■ Excerpted passage ■
* * * * *

Convenanza is pretty close to a dream festival at Bagging Area Towers but what are the chances of me flying to the south of France for a weekend at the September? Slim.
Saturday, 19 September 2015
Mystery Plane
The Cramps work like a palette cleanser or paint stripper- no matter what's going on, what you've been listening to or what's going through your head, they strip it all away, reduce it down to the bare bones. That's a good thing.
In 1979 they recorded some demos with Alex Chilton. Many people consider these songs to be superior versions to the ones that came out a year later on Songs The Lord Taught Us. This version of Mystery Plane sounds as good as they look in the picture above, also from 1979.
Mystery Plane (Ohio Demo Version)
Friday, 18 September 2015
Fairy Tales
More Factory for Friday. Stockholm Monsters were mates from Burnage, on Factory between 1981 and '87, who made some cracking guitar singles housed in some beautiful sleeves but, it almost goes without saying, hardly sold any records. Tony Wilson loved them. Fairy Tales was their debut release from January 1982, produced by Martin Hannett, sparse and spindly with piano and flute and some typically Hannett touches making this anything but ordinary early 80s indie. There are loads more gems in their small back catalogue, including their only album which was produced by Peter Hook.

* * * * *

■ Problems ■
**A)** List every individual person mentioned by name in the music blog excerpt.
**B)** Update the music blog excerpt from "In 1979 they" up to and including "also from 1979.", replacing "demos" with "recordings".
**C)** According to the music blog excerpt, when was Fairy Tales released?

■ Named-object pointing records ■
* * * * *

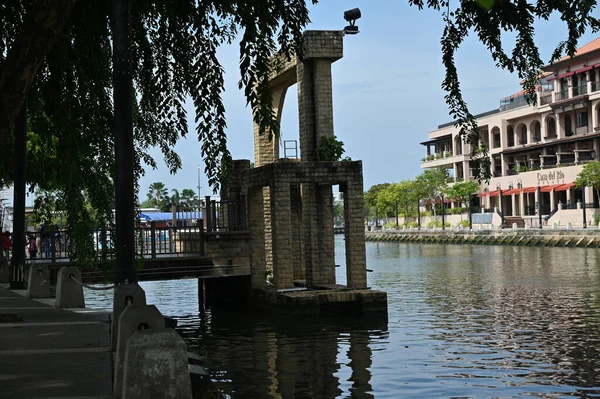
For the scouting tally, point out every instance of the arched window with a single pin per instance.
(568, 127)
(510, 135)
(496, 137)
(550, 128)
(523, 138)
(537, 132)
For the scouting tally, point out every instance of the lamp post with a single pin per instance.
(583, 206)
(199, 201)
(124, 150)
(443, 213)
(419, 213)
(539, 204)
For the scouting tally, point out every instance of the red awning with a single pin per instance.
(547, 189)
(565, 187)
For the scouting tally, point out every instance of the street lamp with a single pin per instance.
(199, 197)
(351, 16)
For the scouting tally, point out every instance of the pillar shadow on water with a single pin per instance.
(253, 354)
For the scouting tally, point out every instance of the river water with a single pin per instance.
(464, 322)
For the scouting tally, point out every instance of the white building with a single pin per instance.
(530, 146)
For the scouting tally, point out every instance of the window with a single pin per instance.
(582, 119)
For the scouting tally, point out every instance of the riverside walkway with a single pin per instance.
(52, 353)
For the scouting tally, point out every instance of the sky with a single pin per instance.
(386, 91)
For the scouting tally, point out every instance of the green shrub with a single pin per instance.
(437, 224)
(329, 149)
(464, 224)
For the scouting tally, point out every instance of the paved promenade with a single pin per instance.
(52, 353)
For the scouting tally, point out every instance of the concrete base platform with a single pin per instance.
(52, 353)
(335, 301)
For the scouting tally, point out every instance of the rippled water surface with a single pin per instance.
(464, 321)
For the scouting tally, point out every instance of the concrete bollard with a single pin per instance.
(125, 295)
(38, 285)
(4, 270)
(69, 294)
(133, 318)
(156, 366)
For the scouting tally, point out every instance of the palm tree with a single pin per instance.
(175, 199)
(157, 194)
(189, 200)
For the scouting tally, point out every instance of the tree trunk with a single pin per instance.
(40, 29)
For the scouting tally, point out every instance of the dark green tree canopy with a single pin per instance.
(489, 19)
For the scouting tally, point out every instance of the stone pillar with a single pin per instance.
(268, 229)
(513, 199)
(297, 241)
(283, 270)
(522, 199)
(256, 223)
(309, 232)
(266, 149)
(326, 255)
(356, 262)
(315, 99)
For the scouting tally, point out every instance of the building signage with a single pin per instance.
(546, 177)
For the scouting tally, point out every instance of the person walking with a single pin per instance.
(46, 240)
(6, 244)
(32, 247)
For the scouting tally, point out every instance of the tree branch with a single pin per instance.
(42, 26)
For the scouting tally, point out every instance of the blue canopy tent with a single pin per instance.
(168, 216)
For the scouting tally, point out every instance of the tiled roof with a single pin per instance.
(586, 48)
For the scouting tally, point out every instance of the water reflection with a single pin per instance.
(257, 356)
(464, 321)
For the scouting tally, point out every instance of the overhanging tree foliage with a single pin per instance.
(59, 53)
(489, 19)
(589, 177)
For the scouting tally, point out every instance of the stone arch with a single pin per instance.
(510, 136)
(535, 127)
(266, 148)
(550, 126)
(522, 133)
(568, 125)
(496, 142)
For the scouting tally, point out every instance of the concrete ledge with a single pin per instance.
(69, 294)
(353, 303)
(156, 366)
(38, 284)
(133, 319)
(125, 295)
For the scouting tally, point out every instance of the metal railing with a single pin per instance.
(547, 99)
(229, 215)
(150, 241)
(562, 95)
(580, 90)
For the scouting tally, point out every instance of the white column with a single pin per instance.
(514, 205)
(522, 197)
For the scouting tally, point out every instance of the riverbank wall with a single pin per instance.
(581, 238)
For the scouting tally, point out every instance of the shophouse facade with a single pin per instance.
(536, 151)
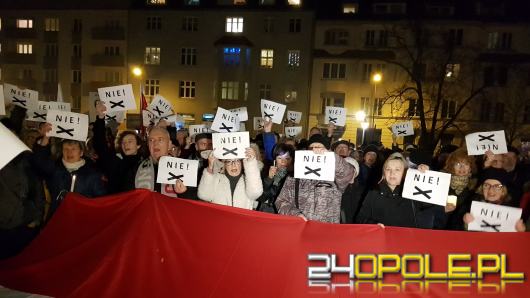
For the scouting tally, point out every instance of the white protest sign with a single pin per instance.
(430, 187)
(160, 107)
(171, 169)
(293, 131)
(230, 145)
(336, 116)
(118, 98)
(479, 142)
(68, 125)
(200, 128)
(118, 116)
(225, 121)
(493, 217)
(24, 98)
(294, 116)
(2, 101)
(403, 129)
(11, 146)
(272, 110)
(308, 165)
(241, 113)
(258, 123)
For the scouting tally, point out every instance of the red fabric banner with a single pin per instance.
(142, 244)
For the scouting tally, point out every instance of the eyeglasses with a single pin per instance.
(495, 187)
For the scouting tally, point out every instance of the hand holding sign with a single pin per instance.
(480, 142)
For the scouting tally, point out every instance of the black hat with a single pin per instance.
(498, 174)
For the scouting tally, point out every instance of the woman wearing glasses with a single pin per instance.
(239, 185)
(494, 191)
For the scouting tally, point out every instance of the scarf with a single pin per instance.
(459, 183)
(73, 166)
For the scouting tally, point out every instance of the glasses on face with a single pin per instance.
(495, 187)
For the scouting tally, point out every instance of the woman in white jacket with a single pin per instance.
(238, 186)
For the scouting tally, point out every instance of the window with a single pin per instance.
(76, 76)
(448, 108)
(152, 87)
(334, 71)
(293, 58)
(112, 51)
(268, 24)
(24, 23)
(229, 90)
(295, 25)
(50, 75)
(188, 56)
(267, 58)
(456, 36)
(187, 89)
(378, 106)
(51, 24)
(24, 48)
(265, 91)
(232, 56)
(336, 37)
(452, 71)
(234, 25)
(51, 50)
(190, 24)
(154, 23)
(152, 56)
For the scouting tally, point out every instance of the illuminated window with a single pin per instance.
(267, 58)
(152, 56)
(24, 23)
(234, 25)
(51, 24)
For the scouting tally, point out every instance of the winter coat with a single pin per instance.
(317, 200)
(215, 187)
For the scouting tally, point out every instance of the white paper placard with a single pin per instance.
(430, 187)
(11, 146)
(272, 110)
(171, 169)
(493, 217)
(160, 107)
(118, 98)
(258, 123)
(230, 145)
(24, 98)
(294, 116)
(241, 113)
(293, 131)
(336, 116)
(225, 121)
(200, 128)
(68, 125)
(479, 142)
(2, 101)
(403, 129)
(308, 165)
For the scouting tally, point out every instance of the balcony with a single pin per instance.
(103, 60)
(105, 33)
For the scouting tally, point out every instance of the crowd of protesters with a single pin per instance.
(367, 188)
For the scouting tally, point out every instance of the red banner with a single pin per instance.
(142, 244)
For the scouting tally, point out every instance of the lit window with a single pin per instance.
(234, 25)
(187, 89)
(152, 56)
(267, 57)
(229, 90)
(24, 48)
(293, 58)
(232, 56)
(24, 23)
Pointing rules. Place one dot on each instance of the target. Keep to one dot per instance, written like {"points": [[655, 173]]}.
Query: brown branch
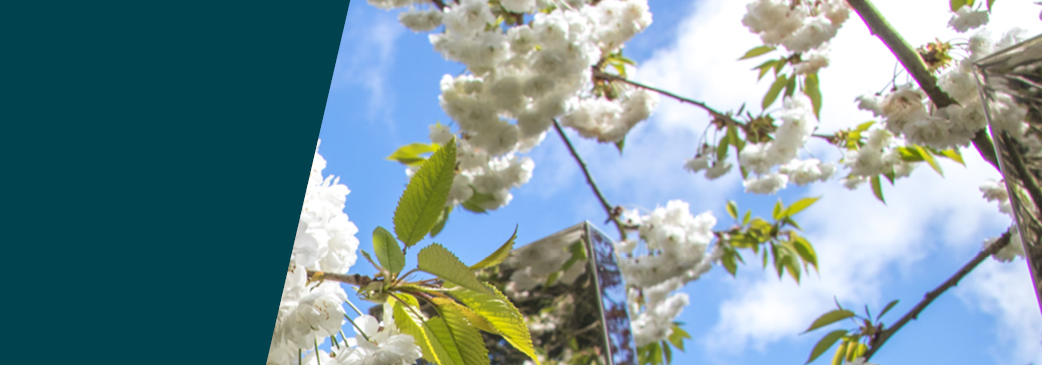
{"points": [[885, 335], [596, 191], [714, 113], [915, 66], [355, 280]]}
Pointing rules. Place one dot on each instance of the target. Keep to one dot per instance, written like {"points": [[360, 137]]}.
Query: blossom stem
{"points": [[714, 113], [915, 66], [596, 191], [885, 335]]}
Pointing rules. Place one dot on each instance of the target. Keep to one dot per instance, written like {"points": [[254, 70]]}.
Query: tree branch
{"points": [[915, 66], [596, 191], [355, 280], [885, 335]]}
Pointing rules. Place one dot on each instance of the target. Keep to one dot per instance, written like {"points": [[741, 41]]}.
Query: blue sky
{"points": [[385, 91]]}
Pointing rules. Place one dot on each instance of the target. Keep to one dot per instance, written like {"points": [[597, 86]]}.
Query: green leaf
{"points": [[877, 189], [733, 138], [501, 253], [442, 219], [425, 196], [757, 51], [929, 160], [462, 340], [677, 336], [804, 250], [410, 154], [825, 342], [440, 262], [829, 318], [799, 205], [722, 147], [772, 94], [494, 307], [388, 251], [887, 309], [667, 353], [812, 90]]}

* * * * *

■ Worked answers ■
**A)** Alex Chilton, Tony Wilson, Martin Hannett, Peter Hook

**B)**
In 1979 they recorded some recordings with Alex Chilton. Many people consider these songs to be superior versions to the ones that came out a year later on Songs The Lord Taught Us. This version of Mystery Plane sounds as good as they look in the picture above, also from 1979.

**C)** In January 1982, as Stockholm Monsters' debut release.